In the entries that follow, how many lines include the string "brown"? The answer is the number only.

- - -

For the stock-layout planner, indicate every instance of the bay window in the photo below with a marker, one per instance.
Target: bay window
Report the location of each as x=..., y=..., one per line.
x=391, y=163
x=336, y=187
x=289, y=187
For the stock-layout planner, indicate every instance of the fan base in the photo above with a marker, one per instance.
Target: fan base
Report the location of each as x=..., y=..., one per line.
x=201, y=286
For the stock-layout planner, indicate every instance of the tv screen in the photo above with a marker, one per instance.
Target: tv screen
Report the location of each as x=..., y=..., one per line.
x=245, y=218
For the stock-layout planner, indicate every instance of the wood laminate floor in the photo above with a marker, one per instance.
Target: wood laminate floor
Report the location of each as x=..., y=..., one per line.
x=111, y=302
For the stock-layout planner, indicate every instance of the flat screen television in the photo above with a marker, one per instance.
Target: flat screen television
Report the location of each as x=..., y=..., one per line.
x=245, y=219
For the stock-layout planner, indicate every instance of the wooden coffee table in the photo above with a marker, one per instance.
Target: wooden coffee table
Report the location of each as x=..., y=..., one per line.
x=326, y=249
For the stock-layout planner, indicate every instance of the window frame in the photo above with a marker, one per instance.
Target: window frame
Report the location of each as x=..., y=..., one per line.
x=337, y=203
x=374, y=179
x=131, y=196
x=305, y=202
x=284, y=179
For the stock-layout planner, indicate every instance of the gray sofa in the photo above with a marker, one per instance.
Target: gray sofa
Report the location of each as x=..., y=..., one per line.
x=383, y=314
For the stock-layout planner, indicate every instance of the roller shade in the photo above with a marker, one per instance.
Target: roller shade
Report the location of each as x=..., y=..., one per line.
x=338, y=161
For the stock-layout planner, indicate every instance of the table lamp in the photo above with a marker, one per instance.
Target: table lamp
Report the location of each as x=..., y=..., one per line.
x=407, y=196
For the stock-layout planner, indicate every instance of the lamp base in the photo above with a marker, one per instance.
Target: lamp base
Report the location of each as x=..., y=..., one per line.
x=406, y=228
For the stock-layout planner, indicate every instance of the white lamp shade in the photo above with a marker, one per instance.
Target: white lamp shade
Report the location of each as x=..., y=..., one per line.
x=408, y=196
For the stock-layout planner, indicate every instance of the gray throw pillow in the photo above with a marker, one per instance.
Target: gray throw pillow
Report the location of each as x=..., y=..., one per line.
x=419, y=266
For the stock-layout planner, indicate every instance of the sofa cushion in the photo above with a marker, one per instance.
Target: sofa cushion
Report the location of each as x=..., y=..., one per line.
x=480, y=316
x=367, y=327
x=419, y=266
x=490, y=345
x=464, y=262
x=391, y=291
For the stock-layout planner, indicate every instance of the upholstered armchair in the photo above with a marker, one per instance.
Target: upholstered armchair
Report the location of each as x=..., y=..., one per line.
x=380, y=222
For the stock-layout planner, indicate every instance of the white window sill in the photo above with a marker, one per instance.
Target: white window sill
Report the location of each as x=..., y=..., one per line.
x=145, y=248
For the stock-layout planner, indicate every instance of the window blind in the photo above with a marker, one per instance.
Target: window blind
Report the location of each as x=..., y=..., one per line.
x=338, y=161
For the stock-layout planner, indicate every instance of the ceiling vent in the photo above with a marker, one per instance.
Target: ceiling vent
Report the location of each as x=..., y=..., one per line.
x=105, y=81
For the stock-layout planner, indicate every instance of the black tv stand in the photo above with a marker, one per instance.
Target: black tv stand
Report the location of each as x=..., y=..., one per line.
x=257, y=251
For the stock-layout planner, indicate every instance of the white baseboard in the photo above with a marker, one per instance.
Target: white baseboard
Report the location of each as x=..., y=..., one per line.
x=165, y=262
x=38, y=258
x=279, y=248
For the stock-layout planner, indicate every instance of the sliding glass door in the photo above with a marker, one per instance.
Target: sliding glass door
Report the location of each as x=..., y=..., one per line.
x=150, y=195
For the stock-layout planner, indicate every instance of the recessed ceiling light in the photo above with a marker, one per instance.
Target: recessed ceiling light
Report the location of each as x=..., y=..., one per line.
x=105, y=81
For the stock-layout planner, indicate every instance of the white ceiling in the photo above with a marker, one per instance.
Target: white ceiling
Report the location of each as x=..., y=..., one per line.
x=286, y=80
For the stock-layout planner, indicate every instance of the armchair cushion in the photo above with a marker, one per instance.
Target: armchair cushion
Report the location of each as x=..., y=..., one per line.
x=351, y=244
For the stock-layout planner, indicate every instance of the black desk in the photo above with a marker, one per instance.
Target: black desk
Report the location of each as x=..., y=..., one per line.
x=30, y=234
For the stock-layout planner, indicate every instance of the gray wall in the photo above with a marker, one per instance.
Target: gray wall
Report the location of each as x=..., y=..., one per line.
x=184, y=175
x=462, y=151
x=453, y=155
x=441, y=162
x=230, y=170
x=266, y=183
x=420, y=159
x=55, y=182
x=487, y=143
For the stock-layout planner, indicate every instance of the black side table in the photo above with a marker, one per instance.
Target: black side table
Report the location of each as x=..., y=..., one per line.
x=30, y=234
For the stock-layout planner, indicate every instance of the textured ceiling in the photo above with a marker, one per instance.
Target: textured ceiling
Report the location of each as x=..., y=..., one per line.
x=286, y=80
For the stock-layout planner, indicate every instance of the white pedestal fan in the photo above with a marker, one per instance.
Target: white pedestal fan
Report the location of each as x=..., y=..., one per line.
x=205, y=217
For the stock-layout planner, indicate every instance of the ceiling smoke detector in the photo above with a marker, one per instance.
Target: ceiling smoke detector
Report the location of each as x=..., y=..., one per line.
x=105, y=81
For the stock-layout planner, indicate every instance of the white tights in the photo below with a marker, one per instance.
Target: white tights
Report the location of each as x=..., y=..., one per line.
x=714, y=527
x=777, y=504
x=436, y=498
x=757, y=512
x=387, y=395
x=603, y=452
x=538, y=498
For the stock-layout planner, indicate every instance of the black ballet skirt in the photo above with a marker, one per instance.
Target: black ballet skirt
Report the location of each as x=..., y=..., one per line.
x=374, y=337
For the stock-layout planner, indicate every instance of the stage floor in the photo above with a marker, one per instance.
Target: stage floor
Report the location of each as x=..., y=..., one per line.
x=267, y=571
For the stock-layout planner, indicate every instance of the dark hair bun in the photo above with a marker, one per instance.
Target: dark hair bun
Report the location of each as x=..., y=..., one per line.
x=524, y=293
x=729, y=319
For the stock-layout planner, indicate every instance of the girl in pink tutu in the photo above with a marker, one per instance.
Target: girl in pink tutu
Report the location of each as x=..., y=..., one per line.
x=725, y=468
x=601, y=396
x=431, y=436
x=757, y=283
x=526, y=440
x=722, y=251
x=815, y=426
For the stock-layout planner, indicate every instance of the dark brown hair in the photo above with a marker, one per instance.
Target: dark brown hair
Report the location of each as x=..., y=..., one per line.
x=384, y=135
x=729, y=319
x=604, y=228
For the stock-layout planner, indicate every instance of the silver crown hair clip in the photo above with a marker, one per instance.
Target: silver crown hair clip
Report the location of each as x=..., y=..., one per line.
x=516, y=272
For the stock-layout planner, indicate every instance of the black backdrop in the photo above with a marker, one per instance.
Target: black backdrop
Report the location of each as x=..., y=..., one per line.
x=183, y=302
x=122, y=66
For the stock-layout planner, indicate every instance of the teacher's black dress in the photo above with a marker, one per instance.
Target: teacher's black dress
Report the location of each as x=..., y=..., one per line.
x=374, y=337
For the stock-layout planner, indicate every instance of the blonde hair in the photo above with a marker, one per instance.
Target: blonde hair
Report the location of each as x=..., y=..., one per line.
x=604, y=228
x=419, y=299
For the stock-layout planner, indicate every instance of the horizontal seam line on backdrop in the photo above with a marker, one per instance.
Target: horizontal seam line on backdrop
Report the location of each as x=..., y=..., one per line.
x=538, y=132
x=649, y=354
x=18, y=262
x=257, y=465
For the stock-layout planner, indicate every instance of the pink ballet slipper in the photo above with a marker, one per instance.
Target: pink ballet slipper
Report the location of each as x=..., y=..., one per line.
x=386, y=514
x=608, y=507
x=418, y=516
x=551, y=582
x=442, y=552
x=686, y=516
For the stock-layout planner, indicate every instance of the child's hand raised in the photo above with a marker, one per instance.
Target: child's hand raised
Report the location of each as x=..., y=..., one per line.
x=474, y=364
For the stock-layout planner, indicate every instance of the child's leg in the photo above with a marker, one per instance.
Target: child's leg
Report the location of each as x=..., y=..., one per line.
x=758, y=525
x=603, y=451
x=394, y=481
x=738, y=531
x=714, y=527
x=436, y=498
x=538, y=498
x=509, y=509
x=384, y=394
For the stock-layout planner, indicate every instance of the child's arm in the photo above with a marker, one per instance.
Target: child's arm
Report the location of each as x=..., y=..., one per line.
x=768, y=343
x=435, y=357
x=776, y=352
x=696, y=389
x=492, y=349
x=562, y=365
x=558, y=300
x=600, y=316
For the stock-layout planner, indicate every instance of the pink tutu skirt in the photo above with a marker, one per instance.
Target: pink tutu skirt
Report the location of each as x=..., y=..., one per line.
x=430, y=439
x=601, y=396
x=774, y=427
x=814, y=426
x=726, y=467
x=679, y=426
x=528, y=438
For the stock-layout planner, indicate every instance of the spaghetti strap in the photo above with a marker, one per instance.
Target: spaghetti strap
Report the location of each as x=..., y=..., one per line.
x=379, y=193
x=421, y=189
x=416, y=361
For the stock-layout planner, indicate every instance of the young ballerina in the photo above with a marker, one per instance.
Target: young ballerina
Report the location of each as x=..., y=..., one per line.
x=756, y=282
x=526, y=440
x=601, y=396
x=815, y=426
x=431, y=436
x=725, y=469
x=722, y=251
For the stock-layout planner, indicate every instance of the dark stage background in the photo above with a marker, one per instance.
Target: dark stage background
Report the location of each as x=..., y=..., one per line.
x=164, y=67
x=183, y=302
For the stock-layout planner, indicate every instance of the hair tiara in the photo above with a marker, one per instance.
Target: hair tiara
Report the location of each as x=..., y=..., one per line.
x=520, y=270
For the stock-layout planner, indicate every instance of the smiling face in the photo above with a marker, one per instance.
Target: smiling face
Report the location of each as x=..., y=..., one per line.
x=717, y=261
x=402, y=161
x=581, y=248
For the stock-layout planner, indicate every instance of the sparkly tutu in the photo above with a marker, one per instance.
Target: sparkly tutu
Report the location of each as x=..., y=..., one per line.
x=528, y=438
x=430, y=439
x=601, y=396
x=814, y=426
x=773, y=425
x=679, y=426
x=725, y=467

- - -

— OUTPUT OF THE EXERCISE —
2